=== Begin Enclosure ===
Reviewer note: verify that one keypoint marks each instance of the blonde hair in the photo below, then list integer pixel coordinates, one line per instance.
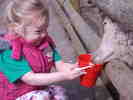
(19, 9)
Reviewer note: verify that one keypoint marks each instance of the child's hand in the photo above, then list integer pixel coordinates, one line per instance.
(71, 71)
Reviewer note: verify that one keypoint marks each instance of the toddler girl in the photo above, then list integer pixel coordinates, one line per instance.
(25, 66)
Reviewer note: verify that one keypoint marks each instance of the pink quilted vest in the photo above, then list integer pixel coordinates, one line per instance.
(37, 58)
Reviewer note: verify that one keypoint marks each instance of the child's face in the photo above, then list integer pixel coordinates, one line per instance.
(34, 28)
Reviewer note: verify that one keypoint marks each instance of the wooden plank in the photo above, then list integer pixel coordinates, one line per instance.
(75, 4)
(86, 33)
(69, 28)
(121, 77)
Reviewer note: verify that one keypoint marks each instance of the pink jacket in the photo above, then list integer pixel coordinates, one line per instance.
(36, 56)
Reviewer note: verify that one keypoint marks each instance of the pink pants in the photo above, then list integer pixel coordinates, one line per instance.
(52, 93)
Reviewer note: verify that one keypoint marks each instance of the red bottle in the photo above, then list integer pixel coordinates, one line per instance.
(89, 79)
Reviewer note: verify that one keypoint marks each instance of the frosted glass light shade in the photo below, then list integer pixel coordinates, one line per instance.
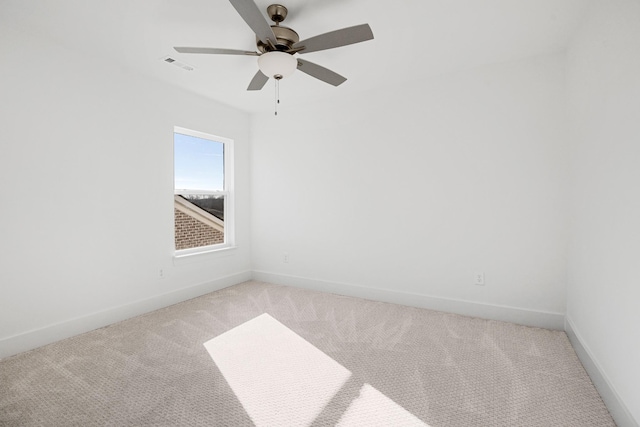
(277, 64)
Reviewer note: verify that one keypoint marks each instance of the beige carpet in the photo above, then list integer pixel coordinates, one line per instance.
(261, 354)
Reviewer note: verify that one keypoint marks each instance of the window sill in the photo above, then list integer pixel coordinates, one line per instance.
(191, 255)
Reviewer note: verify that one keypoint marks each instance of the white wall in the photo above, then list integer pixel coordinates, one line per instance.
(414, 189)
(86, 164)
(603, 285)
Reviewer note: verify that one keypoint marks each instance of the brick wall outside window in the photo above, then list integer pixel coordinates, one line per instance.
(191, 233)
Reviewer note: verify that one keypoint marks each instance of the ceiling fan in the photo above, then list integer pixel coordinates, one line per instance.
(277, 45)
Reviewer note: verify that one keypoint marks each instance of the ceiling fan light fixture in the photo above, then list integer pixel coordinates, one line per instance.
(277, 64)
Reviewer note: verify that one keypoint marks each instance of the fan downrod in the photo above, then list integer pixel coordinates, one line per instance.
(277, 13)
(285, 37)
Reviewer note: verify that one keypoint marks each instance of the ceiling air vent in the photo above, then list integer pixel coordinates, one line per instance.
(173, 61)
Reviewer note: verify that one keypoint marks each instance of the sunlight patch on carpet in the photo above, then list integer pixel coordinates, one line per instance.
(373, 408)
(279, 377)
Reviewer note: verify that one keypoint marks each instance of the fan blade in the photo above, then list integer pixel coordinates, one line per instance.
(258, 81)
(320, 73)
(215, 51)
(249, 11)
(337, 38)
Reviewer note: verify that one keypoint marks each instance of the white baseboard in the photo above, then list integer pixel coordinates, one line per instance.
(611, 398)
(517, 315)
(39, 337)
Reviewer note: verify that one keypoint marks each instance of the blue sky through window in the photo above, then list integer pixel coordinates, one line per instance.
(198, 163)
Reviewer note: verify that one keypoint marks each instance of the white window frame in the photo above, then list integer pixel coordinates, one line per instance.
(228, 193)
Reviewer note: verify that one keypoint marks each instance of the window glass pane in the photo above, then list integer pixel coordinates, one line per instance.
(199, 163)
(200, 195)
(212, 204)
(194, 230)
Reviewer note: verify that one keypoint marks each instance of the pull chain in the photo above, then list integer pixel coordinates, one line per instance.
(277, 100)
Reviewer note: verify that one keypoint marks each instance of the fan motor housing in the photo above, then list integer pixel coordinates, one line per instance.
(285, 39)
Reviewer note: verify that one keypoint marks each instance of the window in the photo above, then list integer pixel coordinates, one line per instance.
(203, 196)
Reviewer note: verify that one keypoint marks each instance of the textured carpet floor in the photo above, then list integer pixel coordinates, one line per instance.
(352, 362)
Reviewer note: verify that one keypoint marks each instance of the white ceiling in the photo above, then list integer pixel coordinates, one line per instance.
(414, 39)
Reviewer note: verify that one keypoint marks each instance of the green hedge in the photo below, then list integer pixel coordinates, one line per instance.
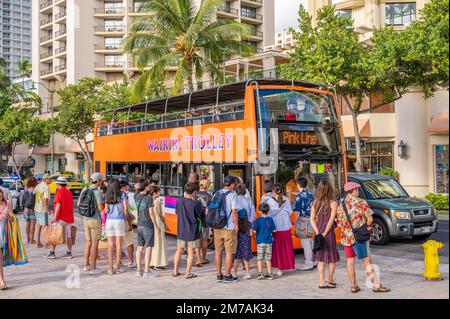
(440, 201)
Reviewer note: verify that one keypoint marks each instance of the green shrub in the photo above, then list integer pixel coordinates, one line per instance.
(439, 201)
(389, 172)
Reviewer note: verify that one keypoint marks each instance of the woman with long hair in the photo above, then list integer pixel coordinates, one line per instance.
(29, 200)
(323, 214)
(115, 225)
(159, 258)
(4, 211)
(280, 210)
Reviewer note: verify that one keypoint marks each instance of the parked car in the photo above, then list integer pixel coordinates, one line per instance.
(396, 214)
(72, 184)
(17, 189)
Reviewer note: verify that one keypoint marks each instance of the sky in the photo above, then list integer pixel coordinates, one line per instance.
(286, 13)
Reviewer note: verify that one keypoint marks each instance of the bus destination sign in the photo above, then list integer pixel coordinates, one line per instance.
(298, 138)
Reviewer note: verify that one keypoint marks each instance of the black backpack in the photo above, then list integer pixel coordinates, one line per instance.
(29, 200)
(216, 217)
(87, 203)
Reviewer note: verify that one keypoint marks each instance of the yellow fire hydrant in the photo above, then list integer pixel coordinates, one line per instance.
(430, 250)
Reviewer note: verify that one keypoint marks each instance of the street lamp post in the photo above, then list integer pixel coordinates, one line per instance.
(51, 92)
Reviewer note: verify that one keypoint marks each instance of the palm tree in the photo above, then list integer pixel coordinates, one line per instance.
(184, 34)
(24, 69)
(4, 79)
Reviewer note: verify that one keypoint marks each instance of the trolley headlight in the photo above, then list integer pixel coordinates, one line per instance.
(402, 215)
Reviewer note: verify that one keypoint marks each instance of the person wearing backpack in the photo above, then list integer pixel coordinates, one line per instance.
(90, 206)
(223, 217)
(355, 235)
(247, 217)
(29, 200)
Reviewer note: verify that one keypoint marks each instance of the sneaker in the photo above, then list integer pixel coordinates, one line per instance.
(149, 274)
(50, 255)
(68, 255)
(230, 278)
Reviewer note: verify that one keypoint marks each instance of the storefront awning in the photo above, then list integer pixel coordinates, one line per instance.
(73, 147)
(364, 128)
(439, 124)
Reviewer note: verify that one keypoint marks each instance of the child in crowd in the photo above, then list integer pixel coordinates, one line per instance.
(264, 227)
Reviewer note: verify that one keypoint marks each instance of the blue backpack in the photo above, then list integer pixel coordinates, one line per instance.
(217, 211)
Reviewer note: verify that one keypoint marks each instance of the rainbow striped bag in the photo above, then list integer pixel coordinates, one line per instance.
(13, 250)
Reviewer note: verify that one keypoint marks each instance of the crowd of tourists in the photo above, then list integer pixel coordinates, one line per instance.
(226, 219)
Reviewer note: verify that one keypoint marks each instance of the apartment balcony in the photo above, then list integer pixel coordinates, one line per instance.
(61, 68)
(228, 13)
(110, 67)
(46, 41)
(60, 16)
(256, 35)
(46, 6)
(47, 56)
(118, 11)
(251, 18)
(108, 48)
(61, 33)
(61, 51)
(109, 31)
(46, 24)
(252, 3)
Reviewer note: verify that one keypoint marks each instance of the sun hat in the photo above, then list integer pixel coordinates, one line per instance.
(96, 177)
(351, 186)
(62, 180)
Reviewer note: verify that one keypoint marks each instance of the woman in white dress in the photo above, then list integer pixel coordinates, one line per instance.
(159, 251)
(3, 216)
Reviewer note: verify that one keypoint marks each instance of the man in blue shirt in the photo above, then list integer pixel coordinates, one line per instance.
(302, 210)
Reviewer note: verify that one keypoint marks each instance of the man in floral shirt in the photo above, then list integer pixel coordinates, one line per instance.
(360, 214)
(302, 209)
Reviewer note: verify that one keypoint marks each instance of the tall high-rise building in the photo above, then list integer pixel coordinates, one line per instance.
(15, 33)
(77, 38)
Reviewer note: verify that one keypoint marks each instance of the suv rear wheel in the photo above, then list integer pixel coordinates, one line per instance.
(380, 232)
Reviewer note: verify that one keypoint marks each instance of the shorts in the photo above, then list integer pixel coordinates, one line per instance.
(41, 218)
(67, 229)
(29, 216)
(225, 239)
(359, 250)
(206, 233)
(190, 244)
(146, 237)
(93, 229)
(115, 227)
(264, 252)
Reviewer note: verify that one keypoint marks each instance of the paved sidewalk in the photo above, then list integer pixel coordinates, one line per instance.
=== End Enclosure ===
=== Begin Enclosure ===
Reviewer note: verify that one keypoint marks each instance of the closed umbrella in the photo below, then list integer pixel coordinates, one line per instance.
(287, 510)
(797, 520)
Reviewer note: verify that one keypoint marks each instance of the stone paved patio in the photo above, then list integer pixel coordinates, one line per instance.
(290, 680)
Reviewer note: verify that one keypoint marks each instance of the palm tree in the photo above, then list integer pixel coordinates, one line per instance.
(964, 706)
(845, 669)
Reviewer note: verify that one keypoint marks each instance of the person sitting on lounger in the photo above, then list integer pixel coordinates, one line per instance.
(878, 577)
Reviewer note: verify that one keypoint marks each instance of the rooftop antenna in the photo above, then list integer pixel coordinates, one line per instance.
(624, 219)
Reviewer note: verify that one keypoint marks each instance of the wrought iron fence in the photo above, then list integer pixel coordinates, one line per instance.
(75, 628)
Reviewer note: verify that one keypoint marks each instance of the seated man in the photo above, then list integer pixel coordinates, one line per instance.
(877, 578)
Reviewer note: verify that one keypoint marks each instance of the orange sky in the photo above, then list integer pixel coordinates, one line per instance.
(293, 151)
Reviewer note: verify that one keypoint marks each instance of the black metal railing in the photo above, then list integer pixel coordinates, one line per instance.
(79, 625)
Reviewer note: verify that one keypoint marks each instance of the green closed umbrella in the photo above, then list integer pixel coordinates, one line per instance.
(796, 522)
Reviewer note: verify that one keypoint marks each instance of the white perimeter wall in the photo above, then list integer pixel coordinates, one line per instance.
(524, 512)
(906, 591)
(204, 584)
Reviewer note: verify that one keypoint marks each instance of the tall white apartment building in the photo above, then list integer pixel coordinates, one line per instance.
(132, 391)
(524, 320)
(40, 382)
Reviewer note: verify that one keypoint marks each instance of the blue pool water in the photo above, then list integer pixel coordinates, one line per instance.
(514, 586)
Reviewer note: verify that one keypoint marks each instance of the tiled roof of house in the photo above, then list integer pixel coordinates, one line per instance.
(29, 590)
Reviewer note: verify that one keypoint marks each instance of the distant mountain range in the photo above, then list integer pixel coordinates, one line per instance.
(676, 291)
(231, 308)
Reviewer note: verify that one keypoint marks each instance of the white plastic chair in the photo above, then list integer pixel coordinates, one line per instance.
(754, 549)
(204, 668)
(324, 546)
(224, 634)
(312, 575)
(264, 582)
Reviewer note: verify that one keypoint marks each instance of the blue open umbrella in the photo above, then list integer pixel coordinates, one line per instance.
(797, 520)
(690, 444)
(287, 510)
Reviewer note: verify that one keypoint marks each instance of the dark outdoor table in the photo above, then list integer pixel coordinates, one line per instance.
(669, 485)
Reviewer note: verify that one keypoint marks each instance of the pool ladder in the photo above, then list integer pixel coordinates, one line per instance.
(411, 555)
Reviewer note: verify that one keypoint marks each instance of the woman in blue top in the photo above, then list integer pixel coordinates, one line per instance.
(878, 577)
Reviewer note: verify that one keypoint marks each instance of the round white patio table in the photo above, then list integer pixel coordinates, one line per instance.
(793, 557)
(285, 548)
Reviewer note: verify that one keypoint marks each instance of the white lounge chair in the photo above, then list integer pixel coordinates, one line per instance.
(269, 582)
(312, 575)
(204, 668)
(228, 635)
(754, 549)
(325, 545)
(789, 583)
=== End Enclosure ===
• TO DO
Return, word for word, the lines of the data above from the line with "the suv rear" through the line with "of the paved", inclusive.

• SOLUTION
Reviewer note: verify that one keypoint marks each instance of the suv rear wheel in the photo above, then list integer pixel coordinates, one line per instance.
(380, 232)
Reviewer note: verify that one keypoint marks each instance of the shorts in the photo above, then list integer pixel coordinates, one line per instance.
(41, 218)
(67, 229)
(29, 216)
(225, 239)
(359, 250)
(206, 233)
(190, 244)
(146, 237)
(93, 229)
(115, 227)
(264, 252)
Reviewer note: verify that one keypoint marks each instance of the paved sidewalk in the photo above, then list integer pixel coordinates, one line per instance.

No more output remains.